- [Your objective]:
Nothing but the listing below, retyped exactly, should appear in the answer.

- [Data to examine]:
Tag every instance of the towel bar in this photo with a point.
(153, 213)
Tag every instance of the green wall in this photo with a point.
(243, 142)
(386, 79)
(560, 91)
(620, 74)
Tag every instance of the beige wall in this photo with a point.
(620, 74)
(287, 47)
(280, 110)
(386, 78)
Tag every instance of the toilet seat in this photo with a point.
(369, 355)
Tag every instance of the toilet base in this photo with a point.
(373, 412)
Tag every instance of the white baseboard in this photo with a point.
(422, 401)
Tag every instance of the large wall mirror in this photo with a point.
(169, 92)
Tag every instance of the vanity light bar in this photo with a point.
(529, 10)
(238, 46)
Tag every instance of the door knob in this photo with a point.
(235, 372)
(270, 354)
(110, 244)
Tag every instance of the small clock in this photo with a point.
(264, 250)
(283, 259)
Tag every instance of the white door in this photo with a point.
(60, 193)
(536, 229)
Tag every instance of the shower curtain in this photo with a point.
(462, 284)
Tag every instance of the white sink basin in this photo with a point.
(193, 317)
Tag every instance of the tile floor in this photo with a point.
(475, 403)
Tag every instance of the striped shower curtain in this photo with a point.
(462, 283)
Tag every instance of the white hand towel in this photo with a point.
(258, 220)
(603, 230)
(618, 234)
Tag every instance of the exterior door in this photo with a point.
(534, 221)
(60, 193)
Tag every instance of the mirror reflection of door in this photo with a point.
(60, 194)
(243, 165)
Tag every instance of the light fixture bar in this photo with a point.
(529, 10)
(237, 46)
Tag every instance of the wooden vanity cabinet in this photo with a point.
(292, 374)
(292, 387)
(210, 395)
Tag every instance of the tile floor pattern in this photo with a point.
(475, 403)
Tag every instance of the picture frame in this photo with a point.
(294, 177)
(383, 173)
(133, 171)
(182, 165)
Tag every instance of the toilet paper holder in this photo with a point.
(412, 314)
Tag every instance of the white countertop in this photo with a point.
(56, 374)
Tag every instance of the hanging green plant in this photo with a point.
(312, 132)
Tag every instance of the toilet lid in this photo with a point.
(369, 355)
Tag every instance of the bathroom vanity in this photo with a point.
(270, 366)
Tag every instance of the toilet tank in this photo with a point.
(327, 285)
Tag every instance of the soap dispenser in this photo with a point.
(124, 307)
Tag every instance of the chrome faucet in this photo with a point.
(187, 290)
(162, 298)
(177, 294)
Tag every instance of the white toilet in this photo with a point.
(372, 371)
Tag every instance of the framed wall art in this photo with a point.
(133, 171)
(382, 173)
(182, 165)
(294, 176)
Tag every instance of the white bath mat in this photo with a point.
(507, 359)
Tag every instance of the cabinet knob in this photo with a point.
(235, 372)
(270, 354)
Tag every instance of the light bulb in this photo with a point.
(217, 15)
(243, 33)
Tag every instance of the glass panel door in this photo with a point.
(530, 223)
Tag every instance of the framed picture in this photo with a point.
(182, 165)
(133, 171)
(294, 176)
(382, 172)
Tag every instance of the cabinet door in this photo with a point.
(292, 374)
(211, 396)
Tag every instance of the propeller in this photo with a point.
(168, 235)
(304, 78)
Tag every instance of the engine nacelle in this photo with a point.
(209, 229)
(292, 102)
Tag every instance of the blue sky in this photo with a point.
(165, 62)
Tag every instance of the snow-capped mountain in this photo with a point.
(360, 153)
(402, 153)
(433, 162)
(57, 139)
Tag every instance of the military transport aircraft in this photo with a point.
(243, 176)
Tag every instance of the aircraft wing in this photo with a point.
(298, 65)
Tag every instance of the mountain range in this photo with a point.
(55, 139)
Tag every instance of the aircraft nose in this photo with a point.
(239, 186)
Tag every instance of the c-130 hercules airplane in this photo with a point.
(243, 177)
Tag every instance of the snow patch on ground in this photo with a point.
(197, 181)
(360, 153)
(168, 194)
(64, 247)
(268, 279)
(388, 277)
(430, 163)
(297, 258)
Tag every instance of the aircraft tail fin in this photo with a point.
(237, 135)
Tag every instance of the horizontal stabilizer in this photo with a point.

- [Exercise response]:
Tag every instance of the towel bar in this photo with a point.
(153, 213)
Tag every instance of the green wall in this photo with a point.
(243, 142)
(386, 79)
(560, 91)
(620, 74)
Tag every instance of the beige wall in this photo with a point.
(620, 74)
(287, 47)
(280, 110)
(386, 78)
Tag every instance of the toilet seat in this photo with a point.
(369, 355)
Tag every instance of the toilet base in this photo with a point.
(373, 412)
Tag every instance of the white baseboard in this photo with a point.
(422, 401)
Tag every instance of the large wall mirror in this photo with a point.
(169, 92)
Tag every instance of the vanity light bar in this photo with a point.
(529, 10)
(238, 46)
Tag every instance of the door knob in this photo with a point.
(235, 372)
(270, 354)
(110, 244)
Tag every instance of the small clock in this photo with a point.
(264, 250)
(283, 259)
Tag every instance of the white door in this photo with a point.
(60, 193)
(536, 229)
Tag every instance of the shower curtain in this photo with a point.
(462, 284)
Tag every instance of the white sink basin in this photo with a point.
(193, 317)
Tag every instance of the tile floor in this photo with a point.
(475, 403)
Tag every instance of the striped shower curtain in this photo with a point.
(462, 283)
Tag every instance of the white hand towel in this photo with a point.
(258, 220)
(603, 230)
(618, 234)
Tag every instance of the exterior door in this photo with a point.
(534, 221)
(60, 193)
Tag every instance of the mirror reflection of door in this photo with a point.
(60, 194)
(243, 165)
Tag every instance of the light fixture bar in this photo with a point.
(529, 10)
(237, 46)
Tag every instance of the wooden vanity cabinet in this photo with a point.
(292, 374)
(292, 387)
(210, 395)
Tag every instance of the tile floor pattern in this photo with a point.
(475, 403)
Tag every instance of the picture frame in this photo with a point.
(294, 177)
(383, 173)
(133, 171)
(182, 165)
Tag every instance of the toilet paper holder in this photo with a point.
(412, 314)
Tag every instance of the white countertop in this photo with a point.
(56, 374)
Tag every instance of the hanging green plant in this photo with a point.
(312, 132)
Tag every instance of the toilet lid in this photo with a point.
(369, 355)
Tag every instance of the bathroom vanity in this photo with a point.
(270, 366)
Tag every instance of the toilet tank in this photo with a point.
(327, 285)
Tag every instance of the soap dispenser in this photo with a point.
(124, 307)
Tag every instance of the chrome faucet in this photo with a point.
(187, 290)
(162, 298)
(177, 294)
Tag every instance of the white toilet in this photo with a point.
(372, 371)
Tag every instance of the framed wall art in this photo with a point.
(133, 171)
(382, 173)
(182, 165)
(294, 176)
Tag every instance of the white bath mat in this photo with a point.
(507, 359)
Tag every instance of the cabinet knob in this photo with a point.
(235, 372)
(270, 354)
Tag every instance of the light bulb in this photo with a point.
(217, 15)
(243, 33)
Tag every instance of the glass panel door in this photo with a point.
(530, 223)
Tag every instance of the framed picture in this photo with a point.
(182, 165)
(133, 171)
(294, 176)
(382, 172)
Tag every instance of the cabinet door in this photo with a point.
(292, 374)
(211, 396)
Tag every instance of the propeller in this photo with a point.
(168, 235)
(304, 78)
Tag every instance of the engine nacelle in this photo with a point.
(209, 229)
(292, 102)
Tag every instance of the blue sky in this photo with a point.
(165, 62)
Tag every instance of the snow-capped mountain in this photo with a point.
(360, 153)
(402, 153)
(433, 162)
(57, 139)
Tag every instance of the military transport aircraft in this photo with a point.
(243, 176)
Tag every instance of the aircraft wing in this photo with a point.
(298, 65)
Tag every instance of the mountain range in this photo with a point.
(55, 139)
Tag every instance of the aircraft nose in this photo with a point.
(239, 186)
Tag every instance of the c-130 hercules airplane in this photo with a point.
(243, 177)
Tag every instance of the snow patch on ground in this photo with a point.
(197, 181)
(360, 153)
(168, 194)
(64, 247)
(268, 279)
(388, 277)
(430, 163)
(297, 258)
Tag every instance of the aircraft tail fin in this photo with a point.
(237, 135)
Tag every instance of the horizontal stabilizer in this photo with a point.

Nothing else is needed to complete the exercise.